**Task statement:** Reproduce the material between the lines holding "Indicate every instance of the circular" and "Target: circular metal frame", inclusive, substituting "round metal hoop" for "circular metal frame" and leaving everything else unchanged. Omit the pictures from the output.

**The input:**
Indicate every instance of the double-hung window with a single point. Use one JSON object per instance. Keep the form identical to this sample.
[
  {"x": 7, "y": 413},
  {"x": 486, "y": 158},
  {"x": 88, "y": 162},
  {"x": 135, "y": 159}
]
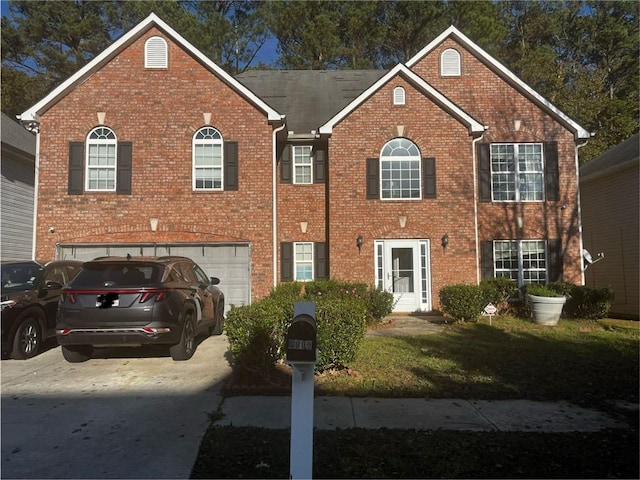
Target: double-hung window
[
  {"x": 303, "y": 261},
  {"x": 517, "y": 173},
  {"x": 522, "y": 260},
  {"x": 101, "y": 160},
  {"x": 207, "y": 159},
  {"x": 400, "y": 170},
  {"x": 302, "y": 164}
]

==

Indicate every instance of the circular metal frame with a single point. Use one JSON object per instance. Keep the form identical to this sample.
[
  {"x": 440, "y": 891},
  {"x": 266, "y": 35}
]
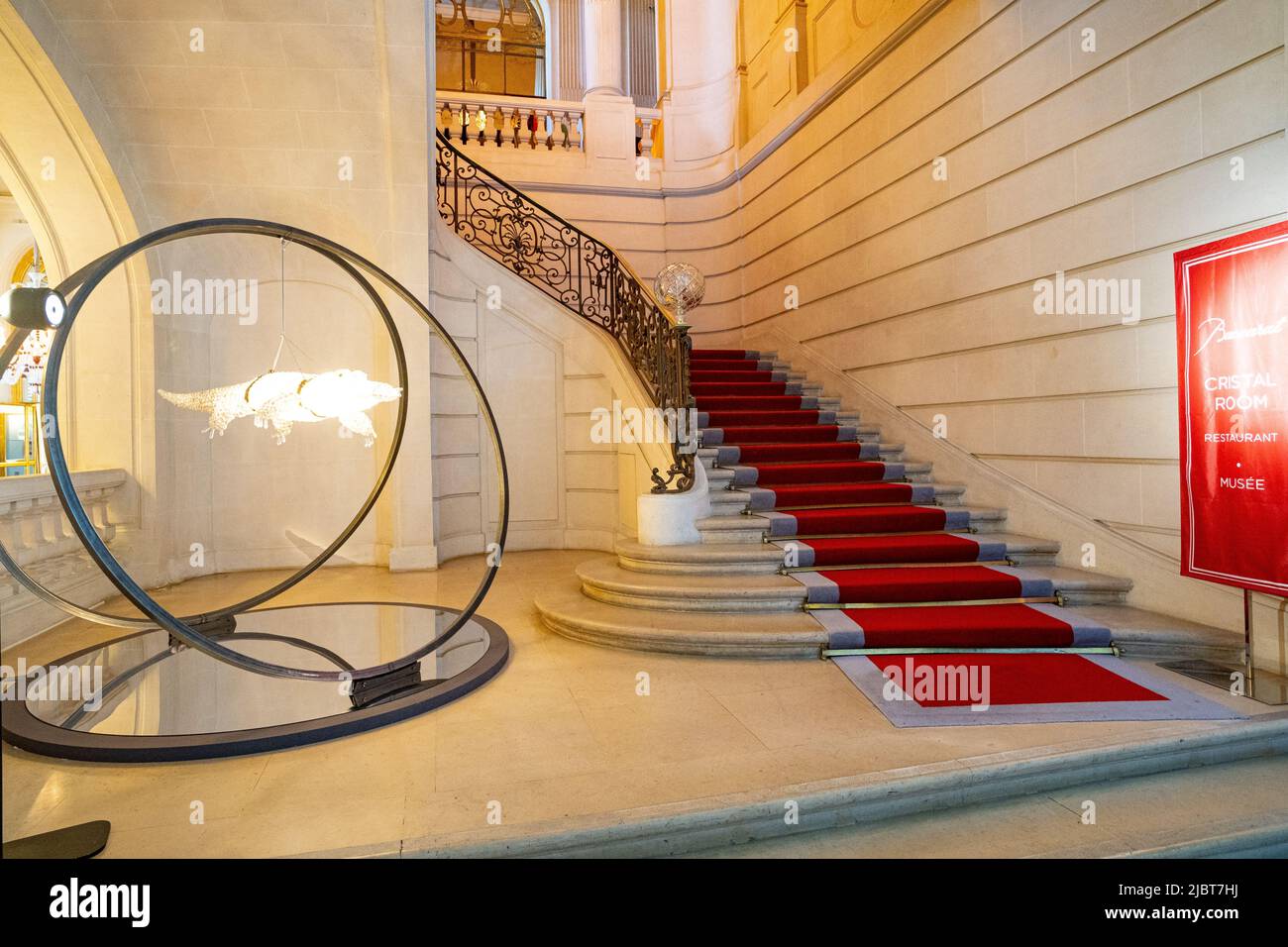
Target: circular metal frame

**Task solution:**
Indicate every instance of the round metal hoop with a single point. Use one JSON object per instance. Keep the form identical to this sample.
[
  {"x": 440, "y": 891},
  {"x": 266, "y": 35}
]
Target: round metal hoop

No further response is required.